··· Text excerpt

In response to the diary entry dated November 28th, 2016, I say, huzzah!

In my heart of hearts, I am not really surprised. I always knew Mars had secrets it had not yet divulged.

What's more, no paleontological expeditions to Mars have ever been undertaken. The remains of more advanced organisms may be buried beneath the rusted sand, waiting through the eons for us to find them.

And if not - if even this latest evidence of microbial life proves false - then Mars retains its inorganic character and so passes unmolested.

That said, I relate to your feelings of disappointment, Zendexor. It seems an awful lot of wasted space, all those moons and worlds without their own life. One may be grateful only that the way might lie clear for the children of Earth to spread out without the fear of damaging or destroying native biomes on distant worlds. After all, if there were native Martin life, we could not settle the planet, only steal it. That thought makes me uneasy.

It comes back to humanity's place in the Solar System, both OSS and RSS. What right have we to spread the life of Earth over a globe which is not and was never ours, but is claimed already, even by microbes? After all, who knows what those microbes might become one day?

That is a theme which the OSS is undoubtedly better suited to explore than the RSS. Readers may have little sympathy for germs, but a living, breathing Martian might give them pause. One could also use some interstellar scene, but the Solar System had a urgency other stars lack. That feeling that comes with bottled-up Earthlings waiting to burst out onto worlds which might already have owners but are in the firing line because of their proximity.

······

• _Exercise directions_:
Reproduce everything in the passage about life on Mars from "What's more, no" down to "so passes unmolested.".

··· Extracted records

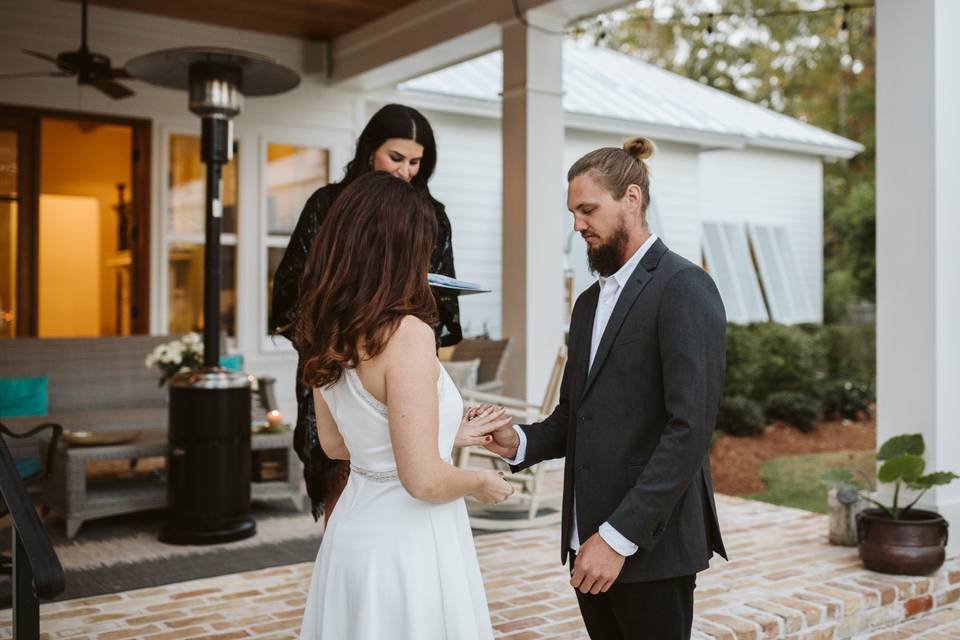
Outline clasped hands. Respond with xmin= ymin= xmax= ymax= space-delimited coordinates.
xmin=457 ymin=404 xmax=626 ymax=595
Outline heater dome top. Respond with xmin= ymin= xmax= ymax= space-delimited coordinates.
xmin=126 ymin=47 xmax=300 ymax=96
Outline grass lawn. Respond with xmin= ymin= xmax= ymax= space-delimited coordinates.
xmin=746 ymin=450 xmax=876 ymax=513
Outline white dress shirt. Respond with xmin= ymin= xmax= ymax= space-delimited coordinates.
xmin=507 ymin=234 xmax=657 ymax=556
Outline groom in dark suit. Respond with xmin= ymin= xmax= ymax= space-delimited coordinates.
xmin=488 ymin=138 xmax=726 ymax=640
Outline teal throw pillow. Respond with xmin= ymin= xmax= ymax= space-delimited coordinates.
xmin=0 ymin=376 xmax=47 ymax=418
xmin=220 ymin=353 xmax=243 ymax=372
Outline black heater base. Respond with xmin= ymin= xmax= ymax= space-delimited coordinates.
xmin=159 ymin=369 xmax=257 ymax=545
xmin=157 ymin=520 xmax=257 ymax=545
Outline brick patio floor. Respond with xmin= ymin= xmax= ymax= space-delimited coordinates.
xmin=0 ymin=496 xmax=960 ymax=640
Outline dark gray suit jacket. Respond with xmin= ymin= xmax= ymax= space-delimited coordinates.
xmin=515 ymin=240 xmax=726 ymax=582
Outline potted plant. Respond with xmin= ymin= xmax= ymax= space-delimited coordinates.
xmin=823 ymin=433 xmax=960 ymax=575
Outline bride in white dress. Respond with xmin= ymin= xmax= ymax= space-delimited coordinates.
xmin=297 ymin=174 xmax=512 ymax=640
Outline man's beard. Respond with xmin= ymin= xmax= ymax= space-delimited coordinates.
xmin=587 ymin=219 xmax=630 ymax=278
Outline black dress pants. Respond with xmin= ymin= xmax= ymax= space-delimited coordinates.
xmin=571 ymin=558 xmax=697 ymax=640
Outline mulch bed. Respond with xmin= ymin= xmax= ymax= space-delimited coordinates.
xmin=710 ymin=418 xmax=877 ymax=496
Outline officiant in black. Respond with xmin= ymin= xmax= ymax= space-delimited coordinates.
xmin=270 ymin=104 xmax=462 ymax=521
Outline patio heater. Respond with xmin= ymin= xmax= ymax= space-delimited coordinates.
xmin=126 ymin=47 xmax=300 ymax=544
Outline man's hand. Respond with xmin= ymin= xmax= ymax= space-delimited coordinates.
xmin=453 ymin=405 xmax=513 ymax=447
xmin=570 ymin=533 xmax=626 ymax=595
xmin=483 ymin=424 xmax=520 ymax=460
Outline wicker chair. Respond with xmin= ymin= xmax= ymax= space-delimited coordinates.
xmin=450 ymin=338 xmax=510 ymax=393
xmin=0 ymin=422 xmax=63 ymax=517
xmin=0 ymin=422 xmax=63 ymax=584
xmin=457 ymin=346 xmax=567 ymax=531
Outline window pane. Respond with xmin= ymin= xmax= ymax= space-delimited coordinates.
xmin=167 ymin=244 xmax=237 ymax=336
xmin=0 ymin=200 xmax=17 ymax=338
xmin=267 ymin=247 xmax=284 ymax=333
xmin=0 ymin=131 xmax=17 ymax=197
xmin=266 ymin=144 xmax=330 ymax=236
xmin=167 ymin=135 xmax=238 ymax=233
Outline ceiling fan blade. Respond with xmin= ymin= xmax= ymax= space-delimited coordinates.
xmin=0 ymin=71 xmax=73 ymax=80
xmin=20 ymin=49 xmax=58 ymax=64
xmin=90 ymin=78 xmax=133 ymax=100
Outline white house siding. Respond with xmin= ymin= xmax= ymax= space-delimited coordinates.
xmin=563 ymin=129 xmax=701 ymax=300
xmin=700 ymin=148 xmax=823 ymax=322
xmin=0 ymin=0 xmax=363 ymax=418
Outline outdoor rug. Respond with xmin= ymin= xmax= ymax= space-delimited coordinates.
xmin=0 ymin=502 xmax=323 ymax=607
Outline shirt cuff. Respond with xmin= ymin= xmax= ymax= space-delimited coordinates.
xmin=599 ymin=522 xmax=640 ymax=557
xmin=504 ymin=425 xmax=527 ymax=466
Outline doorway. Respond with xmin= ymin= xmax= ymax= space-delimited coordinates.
xmin=0 ymin=107 xmax=150 ymax=337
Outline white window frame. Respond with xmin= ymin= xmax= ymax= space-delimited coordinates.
xmin=747 ymin=222 xmax=818 ymax=324
xmin=702 ymin=220 xmax=770 ymax=324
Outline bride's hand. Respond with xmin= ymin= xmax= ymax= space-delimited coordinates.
xmin=470 ymin=470 xmax=513 ymax=504
xmin=453 ymin=404 xmax=513 ymax=447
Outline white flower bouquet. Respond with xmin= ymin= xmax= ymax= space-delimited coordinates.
xmin=144 ymin=333 xmax=203 ymax=387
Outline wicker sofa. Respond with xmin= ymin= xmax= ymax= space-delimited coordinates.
xmin=0 ymin=336 xmax=170 ymax=458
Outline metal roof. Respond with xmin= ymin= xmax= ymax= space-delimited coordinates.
xmin=399 ymin=41 xmax=864 ymax=158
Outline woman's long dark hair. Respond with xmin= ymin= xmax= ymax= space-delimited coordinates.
xmin=296 ymin=171 xmax=437 ymax=387
xmin=340 ymin=104 xmax=437 ymax=188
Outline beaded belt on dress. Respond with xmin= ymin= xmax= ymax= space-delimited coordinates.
xmin=350 ymin=458 xmax=453 ymax=482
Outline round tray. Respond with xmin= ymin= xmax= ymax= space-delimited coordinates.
xmin=60 ymin=431 xmax=143 ymax=447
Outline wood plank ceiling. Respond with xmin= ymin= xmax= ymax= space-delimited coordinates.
xmin=70 ymin=0 xmax=415 ymax=40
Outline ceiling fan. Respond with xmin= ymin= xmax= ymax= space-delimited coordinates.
xmin=0 ymin=0 xmax=133 ymax=100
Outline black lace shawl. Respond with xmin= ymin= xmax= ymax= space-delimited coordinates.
xmin=270 ymin=184 xmax=462 ymax=518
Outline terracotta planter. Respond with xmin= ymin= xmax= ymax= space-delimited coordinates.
xmin=857 ymin=509 xmax=947 ymax=576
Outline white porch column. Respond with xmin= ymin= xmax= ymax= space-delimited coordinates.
xmin=877 ymin=0 xmax=960 ymax=555
xmin=502 ymin=10 xmax=571 ymax=402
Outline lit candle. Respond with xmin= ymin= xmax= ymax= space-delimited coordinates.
xmin=267 ymin=409 xmax=283 ymax=427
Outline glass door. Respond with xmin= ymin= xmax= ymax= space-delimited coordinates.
xmin=0 ymin=115 xmax=36 ymax=338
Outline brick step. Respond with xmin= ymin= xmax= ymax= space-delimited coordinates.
xmin=693 ymin=559 xmax=960 ymax=640
xmin=855 ymin=606 xmax=960 ymax=640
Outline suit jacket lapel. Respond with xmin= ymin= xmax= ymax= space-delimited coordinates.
xmin=580 ymin=238 xmax=667 ymax=398
xmin=570 ymin=283 xmax=600 ymax=388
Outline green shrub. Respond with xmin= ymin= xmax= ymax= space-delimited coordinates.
xmin=724 ymin=324 xmax=763 ymax=398
xmin=764 ymin=391 xmax=820 ymax=432
xmin=822 ymin=324 xmax=877 ymax=384
xmin=717 ymin=396 xmax=767 ymax=437
xmin=726 ymin=322 xmax=826 ymax=402
xmin=820 ymin=380 xmax=875 ymax=420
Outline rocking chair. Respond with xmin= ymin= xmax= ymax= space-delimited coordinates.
xmin=457 ymin=346 xmax=567 ymax=531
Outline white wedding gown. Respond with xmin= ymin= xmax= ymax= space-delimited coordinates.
xmin=300 ymin=366 xmax=493 ymax=640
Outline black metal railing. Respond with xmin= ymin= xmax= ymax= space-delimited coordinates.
xmin=0 ymin=437 xmax=64 ymax=640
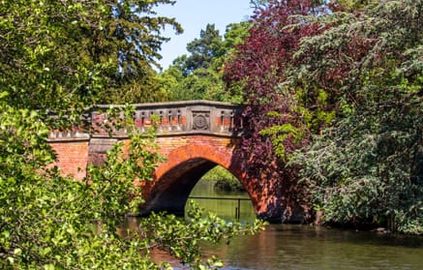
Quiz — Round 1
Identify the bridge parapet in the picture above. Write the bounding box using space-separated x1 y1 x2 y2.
91 100 242 138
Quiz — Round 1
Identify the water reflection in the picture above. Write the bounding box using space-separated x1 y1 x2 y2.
185 180 256 221
205 225 423 269
191 178 423 270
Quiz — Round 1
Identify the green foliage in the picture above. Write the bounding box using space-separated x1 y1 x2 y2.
0 0 262 269
0 0 181 117
201 166 245 191
0 101 262 269
160 22 250 103
292 0 423 234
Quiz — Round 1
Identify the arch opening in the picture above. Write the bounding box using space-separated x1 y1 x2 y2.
141 157 255 218
185 165 256 221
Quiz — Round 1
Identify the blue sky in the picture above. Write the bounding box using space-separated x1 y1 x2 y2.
156 0 252 68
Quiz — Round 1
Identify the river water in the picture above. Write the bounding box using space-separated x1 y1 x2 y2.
186 181 423 270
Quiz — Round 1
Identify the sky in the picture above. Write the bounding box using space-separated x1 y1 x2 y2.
156 0 252 68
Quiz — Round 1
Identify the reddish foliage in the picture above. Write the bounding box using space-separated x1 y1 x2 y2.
225 0 322 219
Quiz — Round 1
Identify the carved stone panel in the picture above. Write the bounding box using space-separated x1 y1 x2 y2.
192 111 210 130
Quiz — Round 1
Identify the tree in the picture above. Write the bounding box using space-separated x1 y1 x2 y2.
0 0 261 269
224 0 327 217
161 22 250 103
292 1 423 234
175 24 223 75
0 0 181 120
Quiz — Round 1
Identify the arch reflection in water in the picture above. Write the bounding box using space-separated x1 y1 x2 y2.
185 166 256 221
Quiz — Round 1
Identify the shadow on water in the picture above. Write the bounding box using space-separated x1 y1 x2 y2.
185 178 423 270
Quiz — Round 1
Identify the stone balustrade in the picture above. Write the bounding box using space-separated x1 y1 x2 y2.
49 100 242 141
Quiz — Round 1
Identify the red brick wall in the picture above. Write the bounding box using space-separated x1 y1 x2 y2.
50 141 89 180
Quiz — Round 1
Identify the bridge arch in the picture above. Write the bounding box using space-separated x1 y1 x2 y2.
48 100 284 222
141 141 257 215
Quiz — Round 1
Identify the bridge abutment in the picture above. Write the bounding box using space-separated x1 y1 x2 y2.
49 101 292 222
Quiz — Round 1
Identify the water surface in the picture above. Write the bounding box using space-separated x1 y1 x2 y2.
191 178 423 270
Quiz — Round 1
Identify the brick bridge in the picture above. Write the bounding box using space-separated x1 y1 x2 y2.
49 101 282 221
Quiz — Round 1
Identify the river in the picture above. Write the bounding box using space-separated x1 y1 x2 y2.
186 181 423 270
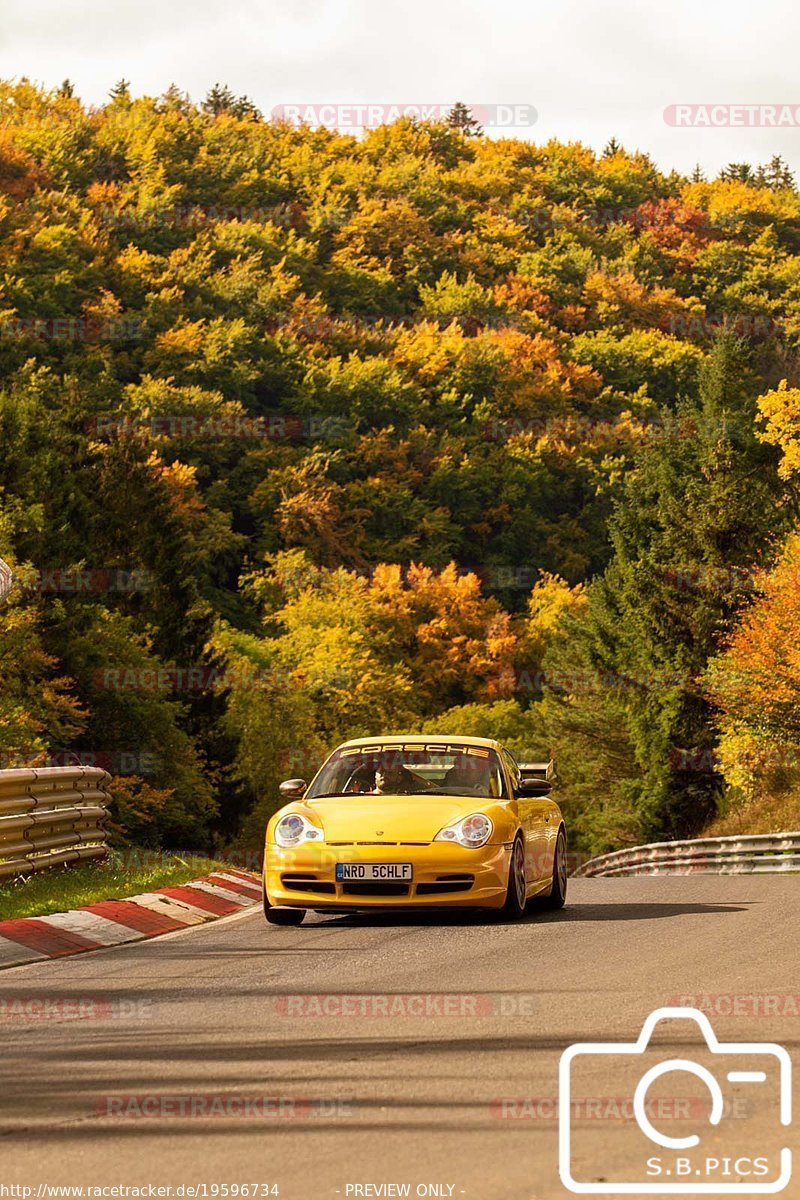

······

• _Final result_:
What's more, no paleontological expeditions to Mars have ever been undertaken. The remains of more advanced organisms may be buried beneath the rusted sand, waiting through the eons for us to find them.

And if not - if even this latest evidence of microbial life proves false - then Mars retains its inorganic character and so passes unmolested.